◆ Seitenausschnitt:
-------------------------

Bellen - #Trick 17: Grosszügigkeit zahlt sich aus
Bellen- ein Kommunikationssystem mit individueller Note
Kein Verhalten kann so nervig sein und den Hundehalter an den Rand des Nervenzusammenbruchs bringen, wie das Bellverhalten der Haushunde. Warum bellen Hunde überhaupt und was kann man tun? Hier ein paar Tipps:
Hysterisches Gekläffe bei jedem Geräusch im Treppenhaus oder Bellen am Zaun. Es nervt die Nachbarschaft und setzt den Hundehalter massiv unter Druck. Warum tun Hunde das? Und was lässt sich dagegen tun?
Warum bellen Hunde?
Während bei dem nahen Verwandten, dem Wolf, nur Welpen und sehr junge Tiere bellen, kommentieren viele erwachsene Haushunde mit Begeisterung jedes Geräusch ihrer Umgebung und bringen die Hundehalter damit oft bis zur Verzweiflung.
Einige Hunderassen wurde über Jahrtausende sogar gezielt auf die akustische Lautäusserung hin gezüchtet, da man sich dieses Verhalten zu Nutze machte. Gewisse Jagdhunderassen zeigen durch ihr sogenanntes „Geläut“ den Standort des Wildes an (z.B. Beagle) und Spitz und Hovawart fungieren als Klingelhunde, um zu informieren, dass sich jemand Haus und Hof nähert, um nur ein paar Beispiel zu nennen.
Menschen scheinen ganz besonders begabt darin zu sein das Bellen und seine Bedeutung zu verstehen. Und dafür muss der Mensch nicht einmal ein erfahrener Hundehalter sein.
In einer Studie von 2005 spielte ein Forscherteam um A. Miklósi, und Peter Pongràz Menschen verschiedene Bellformen vor. Alle menschlichen Zuhörer waren in der Lage die Belllaute korrekt zu decodieren und den verschiedenen vom Versuchsleiter vorgegebenen Kontextkategorien zuzuordnen. Menschen beurteilten auch den emotionalen Kontext des Bellens richtig (Pongràz, 2005)

-------------------------

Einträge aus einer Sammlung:

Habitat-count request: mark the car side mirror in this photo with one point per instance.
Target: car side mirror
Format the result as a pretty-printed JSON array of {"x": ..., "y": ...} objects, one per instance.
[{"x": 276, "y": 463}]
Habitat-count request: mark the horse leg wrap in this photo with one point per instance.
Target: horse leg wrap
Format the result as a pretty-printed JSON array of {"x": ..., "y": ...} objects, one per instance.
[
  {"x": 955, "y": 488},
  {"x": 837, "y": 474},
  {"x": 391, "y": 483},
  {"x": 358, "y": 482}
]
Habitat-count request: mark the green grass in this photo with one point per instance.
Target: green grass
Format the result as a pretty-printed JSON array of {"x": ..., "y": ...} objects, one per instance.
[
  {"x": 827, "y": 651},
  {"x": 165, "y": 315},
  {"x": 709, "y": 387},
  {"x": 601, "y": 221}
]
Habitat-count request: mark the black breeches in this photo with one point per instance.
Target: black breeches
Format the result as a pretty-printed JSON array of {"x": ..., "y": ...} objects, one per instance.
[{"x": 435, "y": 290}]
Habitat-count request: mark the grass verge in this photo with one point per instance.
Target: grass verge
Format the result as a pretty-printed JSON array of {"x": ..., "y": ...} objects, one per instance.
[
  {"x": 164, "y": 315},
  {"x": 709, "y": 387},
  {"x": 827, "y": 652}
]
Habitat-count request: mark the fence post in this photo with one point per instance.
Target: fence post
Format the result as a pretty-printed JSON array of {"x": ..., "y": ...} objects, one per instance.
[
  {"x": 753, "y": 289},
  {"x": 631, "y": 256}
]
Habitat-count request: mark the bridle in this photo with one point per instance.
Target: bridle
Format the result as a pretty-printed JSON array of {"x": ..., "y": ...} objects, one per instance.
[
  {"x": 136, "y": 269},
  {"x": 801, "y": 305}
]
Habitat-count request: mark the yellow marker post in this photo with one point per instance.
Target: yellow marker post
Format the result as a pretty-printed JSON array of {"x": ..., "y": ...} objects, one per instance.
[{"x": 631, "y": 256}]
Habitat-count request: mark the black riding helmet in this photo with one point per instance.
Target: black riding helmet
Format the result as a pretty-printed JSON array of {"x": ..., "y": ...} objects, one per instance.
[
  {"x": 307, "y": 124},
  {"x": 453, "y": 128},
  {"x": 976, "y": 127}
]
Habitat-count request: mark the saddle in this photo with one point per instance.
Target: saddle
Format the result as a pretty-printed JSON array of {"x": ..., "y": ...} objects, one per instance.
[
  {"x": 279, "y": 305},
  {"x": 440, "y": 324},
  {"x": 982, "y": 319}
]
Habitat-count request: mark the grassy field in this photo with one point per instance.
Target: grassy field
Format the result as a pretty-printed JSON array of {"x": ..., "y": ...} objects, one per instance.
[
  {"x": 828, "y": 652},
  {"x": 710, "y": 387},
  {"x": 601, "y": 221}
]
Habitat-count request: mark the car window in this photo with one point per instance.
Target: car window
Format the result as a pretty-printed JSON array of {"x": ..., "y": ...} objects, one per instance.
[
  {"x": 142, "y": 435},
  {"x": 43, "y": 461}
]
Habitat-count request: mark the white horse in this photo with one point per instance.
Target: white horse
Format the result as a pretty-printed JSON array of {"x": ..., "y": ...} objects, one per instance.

-------------------------

◆ Schriftliche Aufgaben:
• A. Schreib aus dem Text über das Bellen von Hunden genau den Teil ab, der mit „Während bei dem“ anfängt und bis einschließlich „bis zur Verzweiflung.“ geht.
• B. Gib die Zeilen der Liste Wort für Wort wieder, angefangen mit der Zeile mit „Habitat-count request: mark the car window“ bis einschließlich zum Ende der Liste.

◆ Antwortliste:
• A.
Während bei dem nahen Verwandten, dem Wolf, nur Welpen und sehr junge Tiere bellen, kommentieren viele erwachsene Haushunde mit Begeisterung jedes Geräusch ihrer Umgebung und bringen die Hundehalter damit oft bis zur Verzweiflung.

• B.
Habitat-count request: mark the car window in this photo with one point per instance.
Target: car window
Format the result as a pretty-printed JSON array of {"x": ..., "y": ...} objects, one per instance.
[
  {"x": 142, "y": 435},
  {"x": 43, "y": 461}
]
Habitat-count request: mark the white horse in this photo with one point per instance.
Target: white horse
Format the result as a pretty-printed JSON array of {"x": ..., "y": ...} objects, one per instance.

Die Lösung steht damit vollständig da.